> [Exercise details] Of all the lines below, output only those starting at the one with "Target: black trousers" and ending at the one with "Reviewer note: confirm that each instance of the stained", both ends included, exactly as written.

[Recorded data]
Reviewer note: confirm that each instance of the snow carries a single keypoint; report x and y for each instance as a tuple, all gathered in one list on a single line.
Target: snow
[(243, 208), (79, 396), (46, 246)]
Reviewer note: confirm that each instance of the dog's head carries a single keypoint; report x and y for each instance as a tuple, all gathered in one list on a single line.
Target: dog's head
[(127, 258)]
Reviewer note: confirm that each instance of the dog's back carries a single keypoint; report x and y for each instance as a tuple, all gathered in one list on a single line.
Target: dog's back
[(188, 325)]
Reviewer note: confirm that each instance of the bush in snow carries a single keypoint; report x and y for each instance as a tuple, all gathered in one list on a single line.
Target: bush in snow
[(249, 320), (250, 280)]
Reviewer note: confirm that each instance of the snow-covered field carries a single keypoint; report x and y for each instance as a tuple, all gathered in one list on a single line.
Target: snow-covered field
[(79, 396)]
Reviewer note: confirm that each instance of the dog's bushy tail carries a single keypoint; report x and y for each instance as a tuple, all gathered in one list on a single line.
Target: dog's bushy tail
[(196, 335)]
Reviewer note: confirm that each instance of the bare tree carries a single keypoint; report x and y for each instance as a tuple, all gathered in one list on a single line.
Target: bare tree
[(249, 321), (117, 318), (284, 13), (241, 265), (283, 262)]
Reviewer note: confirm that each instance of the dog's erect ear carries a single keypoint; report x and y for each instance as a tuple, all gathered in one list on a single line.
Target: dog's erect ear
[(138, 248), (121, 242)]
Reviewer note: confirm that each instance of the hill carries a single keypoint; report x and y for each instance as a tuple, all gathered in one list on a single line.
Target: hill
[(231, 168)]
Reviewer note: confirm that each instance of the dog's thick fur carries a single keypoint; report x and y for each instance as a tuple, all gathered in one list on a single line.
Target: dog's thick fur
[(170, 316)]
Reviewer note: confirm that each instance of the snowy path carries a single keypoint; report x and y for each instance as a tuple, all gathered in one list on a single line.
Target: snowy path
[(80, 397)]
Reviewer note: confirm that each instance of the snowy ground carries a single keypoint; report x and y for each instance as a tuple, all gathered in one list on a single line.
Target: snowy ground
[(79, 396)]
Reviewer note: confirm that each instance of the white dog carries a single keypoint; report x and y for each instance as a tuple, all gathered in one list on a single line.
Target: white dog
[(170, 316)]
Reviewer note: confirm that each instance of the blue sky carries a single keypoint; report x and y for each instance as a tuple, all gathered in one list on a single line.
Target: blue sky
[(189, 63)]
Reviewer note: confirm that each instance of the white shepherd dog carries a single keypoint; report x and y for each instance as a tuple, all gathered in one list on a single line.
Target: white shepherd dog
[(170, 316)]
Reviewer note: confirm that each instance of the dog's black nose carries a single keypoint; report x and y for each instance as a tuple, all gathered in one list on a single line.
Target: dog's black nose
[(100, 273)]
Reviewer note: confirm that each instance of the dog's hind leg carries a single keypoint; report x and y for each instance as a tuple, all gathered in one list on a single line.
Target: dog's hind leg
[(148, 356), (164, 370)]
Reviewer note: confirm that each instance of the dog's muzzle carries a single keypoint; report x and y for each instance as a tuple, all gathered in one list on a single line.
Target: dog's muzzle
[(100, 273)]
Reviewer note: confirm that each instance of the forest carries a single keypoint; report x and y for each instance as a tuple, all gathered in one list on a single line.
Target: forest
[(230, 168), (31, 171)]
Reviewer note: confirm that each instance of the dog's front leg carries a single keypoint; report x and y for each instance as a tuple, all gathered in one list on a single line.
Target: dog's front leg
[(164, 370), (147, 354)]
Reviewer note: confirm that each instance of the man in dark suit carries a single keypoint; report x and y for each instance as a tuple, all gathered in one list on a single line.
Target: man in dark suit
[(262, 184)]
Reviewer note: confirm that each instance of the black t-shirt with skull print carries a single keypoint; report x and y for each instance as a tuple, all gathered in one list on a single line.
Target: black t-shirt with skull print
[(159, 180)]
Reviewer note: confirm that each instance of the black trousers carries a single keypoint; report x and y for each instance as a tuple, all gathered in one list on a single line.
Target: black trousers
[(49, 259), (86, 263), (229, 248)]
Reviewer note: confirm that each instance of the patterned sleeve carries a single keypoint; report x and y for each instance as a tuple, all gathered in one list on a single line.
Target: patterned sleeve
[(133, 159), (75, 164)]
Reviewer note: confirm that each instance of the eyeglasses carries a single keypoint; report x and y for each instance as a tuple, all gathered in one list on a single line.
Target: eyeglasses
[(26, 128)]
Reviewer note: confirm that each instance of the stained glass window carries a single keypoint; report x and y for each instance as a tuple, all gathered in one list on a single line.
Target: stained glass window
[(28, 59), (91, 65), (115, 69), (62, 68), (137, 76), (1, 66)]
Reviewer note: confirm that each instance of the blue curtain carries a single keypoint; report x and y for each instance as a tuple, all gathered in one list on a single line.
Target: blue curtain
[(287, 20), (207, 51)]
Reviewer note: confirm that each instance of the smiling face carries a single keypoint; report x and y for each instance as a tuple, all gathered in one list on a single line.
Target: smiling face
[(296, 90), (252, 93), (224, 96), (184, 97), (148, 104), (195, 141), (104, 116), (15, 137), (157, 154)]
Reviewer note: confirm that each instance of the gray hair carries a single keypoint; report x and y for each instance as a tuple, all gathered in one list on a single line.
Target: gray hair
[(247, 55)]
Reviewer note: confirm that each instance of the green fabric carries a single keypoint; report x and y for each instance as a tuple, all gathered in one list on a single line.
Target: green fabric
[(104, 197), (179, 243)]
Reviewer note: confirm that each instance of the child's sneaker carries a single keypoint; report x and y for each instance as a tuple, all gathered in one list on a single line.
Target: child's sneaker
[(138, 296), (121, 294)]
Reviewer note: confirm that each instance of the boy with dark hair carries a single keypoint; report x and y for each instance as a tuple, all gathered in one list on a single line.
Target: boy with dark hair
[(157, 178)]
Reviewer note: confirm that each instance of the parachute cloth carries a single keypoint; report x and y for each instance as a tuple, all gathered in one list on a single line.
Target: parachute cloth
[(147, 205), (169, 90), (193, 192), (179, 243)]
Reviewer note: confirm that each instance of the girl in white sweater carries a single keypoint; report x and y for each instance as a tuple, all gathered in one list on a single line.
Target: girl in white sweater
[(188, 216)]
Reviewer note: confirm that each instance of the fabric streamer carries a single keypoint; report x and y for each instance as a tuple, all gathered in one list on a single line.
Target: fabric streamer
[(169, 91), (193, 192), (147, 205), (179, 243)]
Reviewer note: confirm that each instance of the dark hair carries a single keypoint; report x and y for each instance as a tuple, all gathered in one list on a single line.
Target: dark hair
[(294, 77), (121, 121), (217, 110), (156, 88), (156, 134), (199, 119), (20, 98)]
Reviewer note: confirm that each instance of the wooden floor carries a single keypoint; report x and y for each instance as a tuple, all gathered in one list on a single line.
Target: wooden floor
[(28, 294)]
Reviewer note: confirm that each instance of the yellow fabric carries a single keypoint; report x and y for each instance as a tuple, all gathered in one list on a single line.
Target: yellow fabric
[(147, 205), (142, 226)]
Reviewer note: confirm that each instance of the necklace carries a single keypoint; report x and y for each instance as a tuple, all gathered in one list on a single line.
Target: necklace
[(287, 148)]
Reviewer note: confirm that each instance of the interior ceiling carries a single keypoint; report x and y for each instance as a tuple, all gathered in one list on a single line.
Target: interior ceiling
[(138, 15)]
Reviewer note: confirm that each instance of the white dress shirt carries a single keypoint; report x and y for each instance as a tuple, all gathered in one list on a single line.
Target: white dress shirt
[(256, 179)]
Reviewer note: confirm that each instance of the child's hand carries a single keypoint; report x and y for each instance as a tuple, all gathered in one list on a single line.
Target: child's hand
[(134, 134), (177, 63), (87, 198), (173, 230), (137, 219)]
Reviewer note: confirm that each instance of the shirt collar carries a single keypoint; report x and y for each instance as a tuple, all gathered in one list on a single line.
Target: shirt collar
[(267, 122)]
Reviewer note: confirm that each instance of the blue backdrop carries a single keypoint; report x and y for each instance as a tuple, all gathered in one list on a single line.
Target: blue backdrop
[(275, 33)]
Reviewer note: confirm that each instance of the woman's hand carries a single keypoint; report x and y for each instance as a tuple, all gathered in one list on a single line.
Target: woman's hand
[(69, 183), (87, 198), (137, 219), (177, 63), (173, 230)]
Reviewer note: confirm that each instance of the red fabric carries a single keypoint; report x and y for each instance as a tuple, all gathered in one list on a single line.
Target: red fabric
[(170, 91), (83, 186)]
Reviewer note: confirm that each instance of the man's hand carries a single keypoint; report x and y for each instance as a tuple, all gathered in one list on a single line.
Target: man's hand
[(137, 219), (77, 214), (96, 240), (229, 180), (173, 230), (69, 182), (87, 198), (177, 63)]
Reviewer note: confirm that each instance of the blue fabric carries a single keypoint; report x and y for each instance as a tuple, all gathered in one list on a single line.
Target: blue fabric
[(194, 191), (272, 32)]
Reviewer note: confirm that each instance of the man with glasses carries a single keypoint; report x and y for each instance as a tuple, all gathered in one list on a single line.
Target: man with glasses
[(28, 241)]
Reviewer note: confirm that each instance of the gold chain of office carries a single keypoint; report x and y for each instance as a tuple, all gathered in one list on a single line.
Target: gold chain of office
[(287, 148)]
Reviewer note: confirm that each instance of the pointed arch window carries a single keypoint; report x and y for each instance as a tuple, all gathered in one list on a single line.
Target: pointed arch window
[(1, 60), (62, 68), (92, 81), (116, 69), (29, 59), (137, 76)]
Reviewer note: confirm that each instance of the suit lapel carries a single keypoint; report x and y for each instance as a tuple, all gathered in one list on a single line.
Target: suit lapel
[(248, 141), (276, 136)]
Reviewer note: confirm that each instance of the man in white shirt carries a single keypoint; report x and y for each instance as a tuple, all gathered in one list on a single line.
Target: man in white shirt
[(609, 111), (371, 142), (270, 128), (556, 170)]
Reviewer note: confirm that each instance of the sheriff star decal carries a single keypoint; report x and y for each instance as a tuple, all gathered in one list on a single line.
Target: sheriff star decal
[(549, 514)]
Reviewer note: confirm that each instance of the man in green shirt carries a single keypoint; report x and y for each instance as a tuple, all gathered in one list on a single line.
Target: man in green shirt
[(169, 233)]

> [Result below]
Target: black trousers
[(49, 259), (86, 263), (229, 248)]
Reviewer note: confirm that each instance of the patterned sleeve carries a single keypoint; report x and y for each instance as a tuple, all gathered in one list on a single line.
Target: patterned sleeve
[(133, 159), (75, 164)]
Reviewer note: confirm that each instance of the eyeglasses carries a single keypoint; report x and y for each instance as a tuple, all gathered in one list on a single line.
Target: eyeglasses
[(26, 128)]
Reviewer note: confirm that each instance of the stained glass window carries a single keypoint; report x and y for each instance as a tuple, all gathered in one list on a single line.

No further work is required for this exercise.